[start of Passage]

I wonder why hci_cmd_timeout is even active if the controller is in
HCI_USER_CHANNEL mode, that sounds like a bug already.

> atomic_set(&hdev->cmd_cnt, 1);
> queue_work(hdev->workqueue, &hdev->cmd_work);
> --
> 2.37.1.559.g78731f0fdb-goog
>


--
Luiz Augusto von Dentz

2022-08-08 21:20:05

by Abhishek Pandit-Subedi

[permalink] [raw]
Subject: Re: [PATCH] Bluetooth: Ignore cmd_timeout with HCI_USER_CHANNEL

On Mon, Aug 8, 2022 at 1:31 PM Luiz Augusto von Dentz
<[email protected]> wrote:
>
> Hi Abhishek,
>
> On Mon, Aug 8, 2022 at 11:04 AM Abhishek Pandit-Subedi
> <[email protected]> wrote:
> >
> > From: Abhishek Pandit-Subedi <[email protected]>
> >
> > When using HCI_USER_CHANNEL, hci traffic is expected to be handled by
> > userspace entirely. However, it is still possible (and sometimes
> > desirable) to be able to send commands to the controller directly. In
> > such cases, the kernel command timeout shouldn't do any error handling.
> >
> > Signed-off-by: Abhishek Pandit-Subedi <[email protected]>
> > ---
> > This was tested by running a userchannel stack and sending commands via
> > hcitool cmd on an Intel AX200 controller. Without this change, each
> > command sent via hcitool would result in hci_cmd_timeout being called
> > and after 5 commands, the controller would reset.
> >
> > Hcitool continues working here because it marks the socket as
> > promiscuous and gets a copy of all traffic while the socket is open (and
> > does filtering in userspace).
>
> There is something not quite right here, if you have a controller
> using user_channel (addr.hci_channel = HCI_CHANNEL_USER) it probably
> shouldn't even accept to be opened again by the likes of hcitool which
> uses HCI_CHANNEL_RAW as it can cause conflicts. If you really need a
> test tool that does send the command while in HCI_CHANNEL_USER then it
> must be send on that mode but I wouldn't do it with hcitool anyway as
> that is deprecated and this exercise seem to revolve to a entire stack
> on top of HCI_USER_CHANNEL then you shall use tools of that stack and
> mix with BlueZ userspace tools.

[end of Passage]
[start of Supplied records]

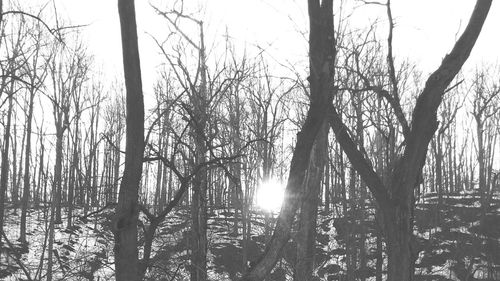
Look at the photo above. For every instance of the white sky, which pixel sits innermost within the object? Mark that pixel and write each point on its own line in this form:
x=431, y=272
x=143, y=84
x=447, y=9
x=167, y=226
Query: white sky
x=425, y=30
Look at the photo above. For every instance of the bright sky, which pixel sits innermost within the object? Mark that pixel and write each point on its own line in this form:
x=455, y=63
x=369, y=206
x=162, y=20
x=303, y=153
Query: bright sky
x=425, y=30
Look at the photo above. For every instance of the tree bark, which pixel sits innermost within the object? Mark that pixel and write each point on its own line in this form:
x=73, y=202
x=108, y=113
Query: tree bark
x=126, y=216
x=396, y=199
x=306, y=236
x=322, y=55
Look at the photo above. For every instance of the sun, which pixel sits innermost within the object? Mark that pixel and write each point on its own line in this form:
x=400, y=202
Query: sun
x=270, y=195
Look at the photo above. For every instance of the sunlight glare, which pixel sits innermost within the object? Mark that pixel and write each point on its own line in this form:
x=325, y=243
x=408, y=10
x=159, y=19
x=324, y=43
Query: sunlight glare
x=270, y=195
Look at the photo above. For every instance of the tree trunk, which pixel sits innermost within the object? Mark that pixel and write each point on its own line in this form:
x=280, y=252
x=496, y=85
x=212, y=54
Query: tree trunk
x=306, y=236
x=26, y=180
x=126, y=216
x=322, y=55
x=4, y=174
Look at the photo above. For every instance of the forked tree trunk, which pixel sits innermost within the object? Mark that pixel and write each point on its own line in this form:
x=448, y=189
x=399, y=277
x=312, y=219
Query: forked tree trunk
x=396, y=198
x=321, y=60
x=306, y=236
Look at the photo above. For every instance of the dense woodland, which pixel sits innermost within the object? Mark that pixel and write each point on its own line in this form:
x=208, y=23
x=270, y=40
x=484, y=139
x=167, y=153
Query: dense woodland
x=390, y=173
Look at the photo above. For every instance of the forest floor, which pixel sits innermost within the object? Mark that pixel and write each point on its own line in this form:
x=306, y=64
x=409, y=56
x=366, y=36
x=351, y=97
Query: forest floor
x=456, y=244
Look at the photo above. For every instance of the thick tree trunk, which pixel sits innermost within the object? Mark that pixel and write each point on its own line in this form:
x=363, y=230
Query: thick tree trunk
x=306, y=236
x=126, y=217
x=322, y=55
x=396, y=198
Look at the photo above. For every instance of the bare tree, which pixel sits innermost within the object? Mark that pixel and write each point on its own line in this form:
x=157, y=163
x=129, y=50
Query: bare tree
x=127, y=210
x=396, y=199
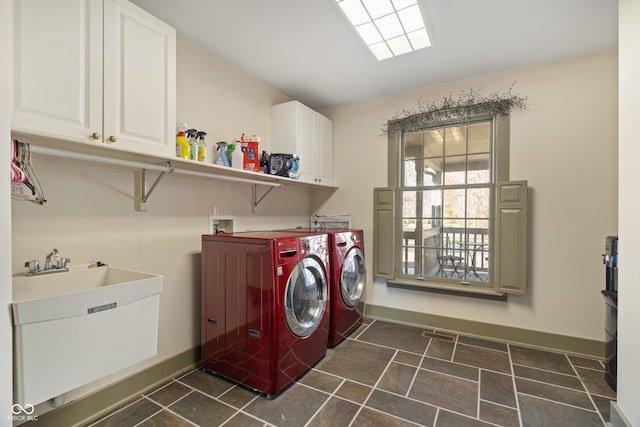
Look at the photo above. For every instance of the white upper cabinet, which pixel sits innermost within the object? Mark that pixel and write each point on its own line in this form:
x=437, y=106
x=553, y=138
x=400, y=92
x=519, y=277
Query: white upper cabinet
x=297, y=129
x=94, y=71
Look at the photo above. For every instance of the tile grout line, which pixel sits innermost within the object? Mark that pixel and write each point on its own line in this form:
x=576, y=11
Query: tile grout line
x=165, y=408
x=587, y=391
x=513, y=383
x=373, y=388
x=332, y=394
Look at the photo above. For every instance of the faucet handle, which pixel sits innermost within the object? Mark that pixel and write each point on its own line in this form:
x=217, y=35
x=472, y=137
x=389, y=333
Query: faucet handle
x=62, y=262
x=33, y=265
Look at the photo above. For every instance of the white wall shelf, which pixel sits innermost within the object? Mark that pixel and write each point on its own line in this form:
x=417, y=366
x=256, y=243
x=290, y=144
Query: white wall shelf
x=144, y=162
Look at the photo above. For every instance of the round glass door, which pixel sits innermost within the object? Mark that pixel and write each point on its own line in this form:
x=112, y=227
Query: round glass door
x=352, y=277
x=305, y=297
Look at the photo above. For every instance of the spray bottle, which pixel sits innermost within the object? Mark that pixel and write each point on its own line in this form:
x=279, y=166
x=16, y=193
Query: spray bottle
x=202, y=147
x=182, y=145
x=237, y=158
x=222, y=159
x=192, y=136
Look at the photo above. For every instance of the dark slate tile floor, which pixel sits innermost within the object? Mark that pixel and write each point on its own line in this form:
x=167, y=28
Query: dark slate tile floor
x=388, y=374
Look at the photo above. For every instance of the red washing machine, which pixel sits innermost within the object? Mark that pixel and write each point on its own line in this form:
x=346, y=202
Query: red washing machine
x=346, y=281
x=265, y=304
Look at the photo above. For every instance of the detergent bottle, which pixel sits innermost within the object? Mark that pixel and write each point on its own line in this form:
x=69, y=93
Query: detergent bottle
x=182, y=145
x=202, y=147
x=192, y=136
x=222, y=158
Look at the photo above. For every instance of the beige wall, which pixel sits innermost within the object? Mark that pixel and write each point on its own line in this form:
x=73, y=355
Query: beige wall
x=565, y=145
x=629, y=289
x=6, y=398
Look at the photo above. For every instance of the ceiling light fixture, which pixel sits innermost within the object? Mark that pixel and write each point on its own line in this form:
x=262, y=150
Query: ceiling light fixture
x=388, y=27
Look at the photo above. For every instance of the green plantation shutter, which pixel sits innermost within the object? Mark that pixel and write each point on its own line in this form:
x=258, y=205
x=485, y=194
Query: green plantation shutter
x=383, y=236
x=511, y=237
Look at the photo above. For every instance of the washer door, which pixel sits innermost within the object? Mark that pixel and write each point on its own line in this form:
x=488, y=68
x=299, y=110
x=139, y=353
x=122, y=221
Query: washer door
x=352, y=277
x=305, y=297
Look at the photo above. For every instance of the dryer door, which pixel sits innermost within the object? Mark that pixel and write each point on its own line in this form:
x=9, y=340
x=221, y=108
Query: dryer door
x=305, y=297
x=352, y=277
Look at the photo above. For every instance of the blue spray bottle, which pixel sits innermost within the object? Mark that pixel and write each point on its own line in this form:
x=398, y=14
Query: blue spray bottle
x=222, y=158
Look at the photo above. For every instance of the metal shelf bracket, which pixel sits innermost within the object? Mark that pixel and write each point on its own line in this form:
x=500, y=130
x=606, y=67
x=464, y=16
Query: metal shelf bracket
x=142, y=194
x=256, y=200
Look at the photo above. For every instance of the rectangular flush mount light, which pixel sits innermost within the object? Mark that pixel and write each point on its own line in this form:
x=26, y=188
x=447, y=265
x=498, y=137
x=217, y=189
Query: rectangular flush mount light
x=389, y=27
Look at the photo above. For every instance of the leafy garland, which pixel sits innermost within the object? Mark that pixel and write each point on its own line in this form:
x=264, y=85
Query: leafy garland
x=469, y=103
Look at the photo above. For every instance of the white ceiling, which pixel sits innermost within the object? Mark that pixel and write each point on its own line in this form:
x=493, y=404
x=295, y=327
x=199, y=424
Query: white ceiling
x=306, y=48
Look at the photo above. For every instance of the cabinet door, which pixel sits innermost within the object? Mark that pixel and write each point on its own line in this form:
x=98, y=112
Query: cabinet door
x=57, y=68
x=324, y=150
x=139, y=84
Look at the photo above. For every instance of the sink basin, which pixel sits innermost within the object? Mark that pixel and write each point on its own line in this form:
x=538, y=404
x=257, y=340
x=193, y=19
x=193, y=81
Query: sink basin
x=71, y=293
x=77, y=326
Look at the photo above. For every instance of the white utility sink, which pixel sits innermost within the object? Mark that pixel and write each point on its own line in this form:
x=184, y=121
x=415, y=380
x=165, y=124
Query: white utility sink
x=76, y=326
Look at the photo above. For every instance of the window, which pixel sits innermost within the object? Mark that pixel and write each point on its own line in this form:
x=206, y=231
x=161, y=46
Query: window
x=446, y=202
x=450, y=217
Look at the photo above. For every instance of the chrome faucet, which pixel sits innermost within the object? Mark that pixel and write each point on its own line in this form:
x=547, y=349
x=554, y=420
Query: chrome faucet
x=49, y=266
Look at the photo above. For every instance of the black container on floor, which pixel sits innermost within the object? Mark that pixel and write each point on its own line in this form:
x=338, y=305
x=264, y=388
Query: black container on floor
x=610, y=260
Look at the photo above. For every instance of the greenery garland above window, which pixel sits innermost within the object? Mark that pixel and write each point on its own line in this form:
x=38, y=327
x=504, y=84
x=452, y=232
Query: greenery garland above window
x=469, y=103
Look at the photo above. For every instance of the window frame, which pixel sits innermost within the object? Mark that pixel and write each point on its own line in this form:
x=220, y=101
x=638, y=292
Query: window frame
x=499, y=173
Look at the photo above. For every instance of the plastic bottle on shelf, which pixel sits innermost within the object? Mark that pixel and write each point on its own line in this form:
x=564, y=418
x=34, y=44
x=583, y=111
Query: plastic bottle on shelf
x=237, y=158
x=192, y=136
x=202, y=147
x=182, y=145
x=222, y=158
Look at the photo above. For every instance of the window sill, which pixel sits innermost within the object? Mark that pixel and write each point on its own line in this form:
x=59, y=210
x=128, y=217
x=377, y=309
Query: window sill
x=450, y=288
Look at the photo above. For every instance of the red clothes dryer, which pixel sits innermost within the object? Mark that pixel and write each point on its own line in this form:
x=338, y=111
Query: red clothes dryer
x=346, y=281
x=264, y=306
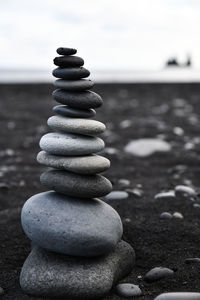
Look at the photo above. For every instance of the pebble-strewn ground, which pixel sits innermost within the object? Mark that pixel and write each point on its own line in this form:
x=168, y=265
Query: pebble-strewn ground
x=169, y=112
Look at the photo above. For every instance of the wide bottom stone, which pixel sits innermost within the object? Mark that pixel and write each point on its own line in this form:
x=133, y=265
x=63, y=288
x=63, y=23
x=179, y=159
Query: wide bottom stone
x=48, y=274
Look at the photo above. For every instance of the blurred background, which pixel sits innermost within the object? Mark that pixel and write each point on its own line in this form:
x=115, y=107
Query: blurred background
x=120, y=40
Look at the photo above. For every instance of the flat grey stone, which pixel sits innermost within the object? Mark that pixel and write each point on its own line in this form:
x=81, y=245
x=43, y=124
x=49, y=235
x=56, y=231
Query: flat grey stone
x=117, y=195
x=78, y=125
x=158, y=273
x=128, y=290
x=82, y=100
x=71, y=73
x=89, y=164
x=74, y=85
x=47, y=274
x=68, y=61
x=184, y=191
x=66, y=51
x=76, y=185
x=67, y=111
x=178, y=296
x=70, y=144
x=73, y=226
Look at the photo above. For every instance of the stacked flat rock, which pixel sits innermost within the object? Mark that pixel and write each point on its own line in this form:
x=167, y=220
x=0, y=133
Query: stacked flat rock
x=77, y=247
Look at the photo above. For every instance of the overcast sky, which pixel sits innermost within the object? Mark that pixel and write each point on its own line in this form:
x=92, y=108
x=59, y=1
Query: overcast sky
x=109, y=34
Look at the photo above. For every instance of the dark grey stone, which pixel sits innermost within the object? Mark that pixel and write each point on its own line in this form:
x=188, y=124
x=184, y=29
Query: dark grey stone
x=88, y=164
x=178, y=296
x=78, y=125
x=68, y=61
x=74, y=85
x=67, y=111
x=70, y=144
x=71, y=73
x=76, y=185
x=73, y=226
x=128, y=290
x=158, y=273
x=83, y=100
x=66, y=51
x=47, y=274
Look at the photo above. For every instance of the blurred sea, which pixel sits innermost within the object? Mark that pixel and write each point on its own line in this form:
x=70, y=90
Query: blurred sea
x=167, y=75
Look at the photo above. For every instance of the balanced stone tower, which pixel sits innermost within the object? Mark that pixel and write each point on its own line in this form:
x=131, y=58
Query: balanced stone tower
x=77, y=251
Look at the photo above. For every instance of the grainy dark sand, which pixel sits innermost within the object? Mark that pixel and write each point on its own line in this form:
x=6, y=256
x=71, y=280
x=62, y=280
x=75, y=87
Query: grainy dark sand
x=157, y=242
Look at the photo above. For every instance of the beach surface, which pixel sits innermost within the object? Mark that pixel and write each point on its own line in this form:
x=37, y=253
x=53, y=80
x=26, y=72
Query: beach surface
x=166, y=112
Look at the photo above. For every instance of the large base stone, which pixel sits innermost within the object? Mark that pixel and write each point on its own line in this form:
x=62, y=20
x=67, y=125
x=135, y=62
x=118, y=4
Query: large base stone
x=48, y=274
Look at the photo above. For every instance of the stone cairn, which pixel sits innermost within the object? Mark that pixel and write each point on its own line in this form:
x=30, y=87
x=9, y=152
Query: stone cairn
x=77, y=251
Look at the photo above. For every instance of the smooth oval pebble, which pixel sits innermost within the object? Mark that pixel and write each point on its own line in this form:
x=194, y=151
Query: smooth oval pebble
x=67, y=111
x=158, y=273
x=68, y=61
x=70, y=144
x=76, y=185
x=83, y=100
x=178, y=296
x=185, y=191
x=71, y=226
x=66, y=51
x=78, y=125
x=128, y=290
x=90, y=164
x=117, y=195
x=74, y=85
x=71, y=73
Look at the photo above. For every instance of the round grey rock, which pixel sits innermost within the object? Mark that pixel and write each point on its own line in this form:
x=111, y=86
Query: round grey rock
x=66, y=51
x=67, y=111
x=78, y=125
x=76, y=185
x=178, y=296
x=128, y=290
x=71, y=73
x=70, y=144
x=71, y=226
x=47, y=274
x=82, y=100
x=89, y=164
x=68, y=61
x=74, y=85
x=158, y=273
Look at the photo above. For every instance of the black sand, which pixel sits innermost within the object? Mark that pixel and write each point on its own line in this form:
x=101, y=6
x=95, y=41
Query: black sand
x=157, y=242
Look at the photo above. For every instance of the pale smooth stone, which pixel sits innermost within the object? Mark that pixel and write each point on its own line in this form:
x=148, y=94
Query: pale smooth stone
x=72, y=226
x=74, y=85
x=71, y=112
x=178, y=296
x=56, y=275
x=76, y=185
x=70, y=144
x=91, y=164
x=78, y=125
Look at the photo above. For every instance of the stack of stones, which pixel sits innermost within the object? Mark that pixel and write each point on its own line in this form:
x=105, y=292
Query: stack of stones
x=77, y=248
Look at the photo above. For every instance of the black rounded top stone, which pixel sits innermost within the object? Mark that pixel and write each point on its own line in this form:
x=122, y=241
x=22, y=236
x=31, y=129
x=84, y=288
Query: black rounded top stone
x=66, y=51
x=68, y=61
x=71, y=73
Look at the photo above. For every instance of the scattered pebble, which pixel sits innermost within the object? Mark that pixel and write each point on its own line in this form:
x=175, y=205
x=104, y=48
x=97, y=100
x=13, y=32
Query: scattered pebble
x=184, y=191
x=178, y=296
x=128, y=290
x=177, y=215
x=165, y=195
x=192, y=260
x=117, y=195
x=165, y=215
x=147, y=146
x=158, y=273
x=124, y=182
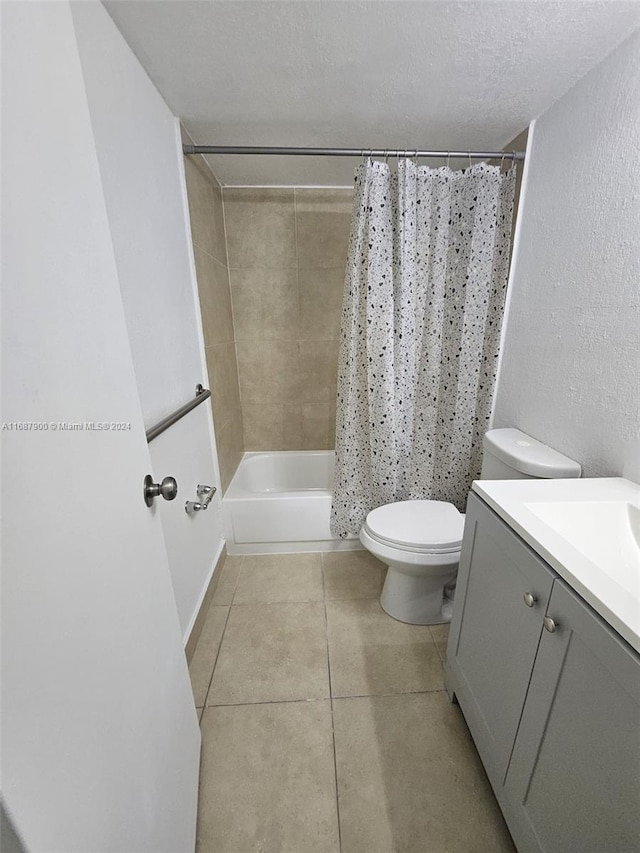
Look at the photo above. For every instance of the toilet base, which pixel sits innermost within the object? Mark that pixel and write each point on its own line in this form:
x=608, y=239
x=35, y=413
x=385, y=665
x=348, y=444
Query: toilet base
x=415, y=600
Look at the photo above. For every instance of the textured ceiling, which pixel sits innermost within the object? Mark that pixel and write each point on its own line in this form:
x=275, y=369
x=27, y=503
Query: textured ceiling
x=341, y=73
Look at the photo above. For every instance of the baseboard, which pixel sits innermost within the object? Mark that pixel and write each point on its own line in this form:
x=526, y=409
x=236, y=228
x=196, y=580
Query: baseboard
x=198, y=622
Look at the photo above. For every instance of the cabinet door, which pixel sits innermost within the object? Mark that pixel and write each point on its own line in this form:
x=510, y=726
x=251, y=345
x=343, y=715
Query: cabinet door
x=494, y=634
x=574, y=775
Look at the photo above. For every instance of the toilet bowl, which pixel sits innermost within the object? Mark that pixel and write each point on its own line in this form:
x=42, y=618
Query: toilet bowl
x=420, y=542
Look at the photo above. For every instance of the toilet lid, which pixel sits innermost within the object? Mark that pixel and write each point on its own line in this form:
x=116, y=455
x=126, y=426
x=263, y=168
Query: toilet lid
x=426, y=526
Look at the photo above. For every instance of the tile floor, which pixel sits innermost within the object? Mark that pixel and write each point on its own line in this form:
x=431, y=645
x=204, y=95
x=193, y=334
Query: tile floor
x=325, y=725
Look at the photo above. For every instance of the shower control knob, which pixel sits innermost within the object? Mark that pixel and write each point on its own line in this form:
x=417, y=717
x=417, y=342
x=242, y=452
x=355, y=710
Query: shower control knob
x=167, y=489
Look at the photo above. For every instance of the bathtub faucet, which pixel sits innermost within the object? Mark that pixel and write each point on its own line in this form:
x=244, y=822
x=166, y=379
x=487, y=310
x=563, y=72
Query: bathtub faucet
x=205, y=492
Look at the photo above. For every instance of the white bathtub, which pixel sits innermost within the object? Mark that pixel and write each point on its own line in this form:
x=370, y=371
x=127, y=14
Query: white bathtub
x=280, y=501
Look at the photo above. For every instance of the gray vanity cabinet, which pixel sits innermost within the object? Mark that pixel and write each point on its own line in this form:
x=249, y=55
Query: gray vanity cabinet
x=574, y=776
x=551, y=695
x=494, y=638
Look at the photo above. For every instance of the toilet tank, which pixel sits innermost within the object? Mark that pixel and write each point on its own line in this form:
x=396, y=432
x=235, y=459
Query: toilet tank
x=509, y=454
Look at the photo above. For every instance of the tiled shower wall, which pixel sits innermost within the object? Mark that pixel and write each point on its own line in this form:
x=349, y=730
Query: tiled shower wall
x=287, y=252
x=210, y=252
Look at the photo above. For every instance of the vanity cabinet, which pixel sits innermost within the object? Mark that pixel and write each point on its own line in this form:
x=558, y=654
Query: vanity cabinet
x=551, y=695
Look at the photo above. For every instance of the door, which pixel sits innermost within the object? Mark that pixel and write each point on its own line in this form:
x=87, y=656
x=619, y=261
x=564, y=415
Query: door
x=574, y=775
x=495, y=634
x=100, y=740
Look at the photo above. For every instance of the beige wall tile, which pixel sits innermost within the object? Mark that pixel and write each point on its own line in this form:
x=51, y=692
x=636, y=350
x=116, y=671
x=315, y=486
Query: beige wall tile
x=323, y=222
x=318, y=426
x=263, y=426
x=221, y=364
x=320, y=304
x=230, y=447
x=292, y=428
x=260, y=226
x=268, y=371
x=318, y=362
x=286, y=307
x=265, y=304
x=215, y=299
x=205, y=209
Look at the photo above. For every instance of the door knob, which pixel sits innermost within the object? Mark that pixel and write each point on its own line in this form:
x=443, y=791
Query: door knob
x=168, y=489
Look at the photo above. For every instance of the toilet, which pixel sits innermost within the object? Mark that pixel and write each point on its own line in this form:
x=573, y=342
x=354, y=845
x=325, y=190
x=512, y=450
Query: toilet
x=420, y=540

[end of Supplied records]

Objectives ::
1 - Name every identifier in the Bluetooth patch thread that is written in capital letters joined by underscores.
2 - Write the next part of the Bluetooth patch thread, starting after its final sentence.

Per-task outputs ::
1 - HCI_USER_CHANNEL, HCI_CHANNEL_USER, HCI_CHANNEL_RAW

2 -
Our goal is eventually consistent with that aim (not having multiple
users to the socket when using HCI_CHANNEL_USER).

In the interim however, we have existing tooling that expects to be
able to write raw hci to the controller, get responses and not expect
any crashes (Intel Wireless Reporting Tools for example). hcitool is
just an easy test tool here and the real behavior being tested is RAW
channel injections not triggering the cmd timeout.

>
> > Tested on Chromebook with 5.4 kernel with patch (and applied cleanly on
> > bluetooth-next).
> >
> > net/bluetooth/hci_core.c | 26 +++++++++++++++++---------
> > 1 file changed, 17 insertions(+), 9 deletions(-)
> >
> > diff --git a/net/bluetooth/hci_core.c b/net/bluetooth/hci_core.c
> > index b3a5a3cc9372..c9a15f6633f7 100644
> > --- a/net/bluetooth/hci_core.c
> > +++ b/net/bluetooth/hci_core.c
> > @@ -1481,17 +1481,25 @@ static void hci_cmd_timeout(struct work_struct *work)
> > struct hci_dev *hdev = container_of(work, struct hci_dev,
> > cmd_timer.work);
> >
> > - if (hdev->sent_cmd) {
> > - struct hci_command_hdr *sent = (void *) hdev->sent_cmd->data;
> > - u16 opcode = __le16_to_cpu(sent->opcode);
> > + /* Don't trigger the timeout behavior if it happens while we're in
> > + * userchannel mode. Userspace is responsible for handling any command
> > + * timeouts.
> > + */
> > + if (!(hci_dev_test_flag(hdev, HCI_USER_CHANNEL) &&
> > + test_bit(HCI_UP, &hdev->flags))) {
> > + if (hdev->sent_cmd) {
> > + struct hci_command_hdr *sent =
> > + (void *)hdev->sent_cmd->data;
> > + u16 opcode = __le16_to_cpu(sent->opcode);
> >
> > - bt_dev_err(hdev, "command 0x%4.4x tx timeout", opcode);
> > - } else {
> > - bt_dev_err(hdev, "command tx timeout");
> > - }
> > + bt_dev_err(hdev, "command 0x%4.4x tx timeout", opcode);
> > + } else {
> > + bt_dev_err(hdev, "command tx timeout");
> > + }
> >
> > - if (hdev->cmd_timeout)
> > - hdev->cmd_timeout(hdev);
> > + if (hdev->cmd_timeout)
> > + hdev->cmd_timeout(hdev);
> > + }
>
> I wonder why hci_cmd_timeout is even active if the controller is in
> HCI_USER_CHANNEL mode, that sounds like a bug already.

This gets scheduled in hci_cmd_work. I tried not scheduling
hci_cmd_timeout in the first place but that caused the event stream to
hang (I think because subsequent tx work wasn't being scheduled). I
didn't dive very deep here and fix looked complex for a scenario that
we will migrate away from.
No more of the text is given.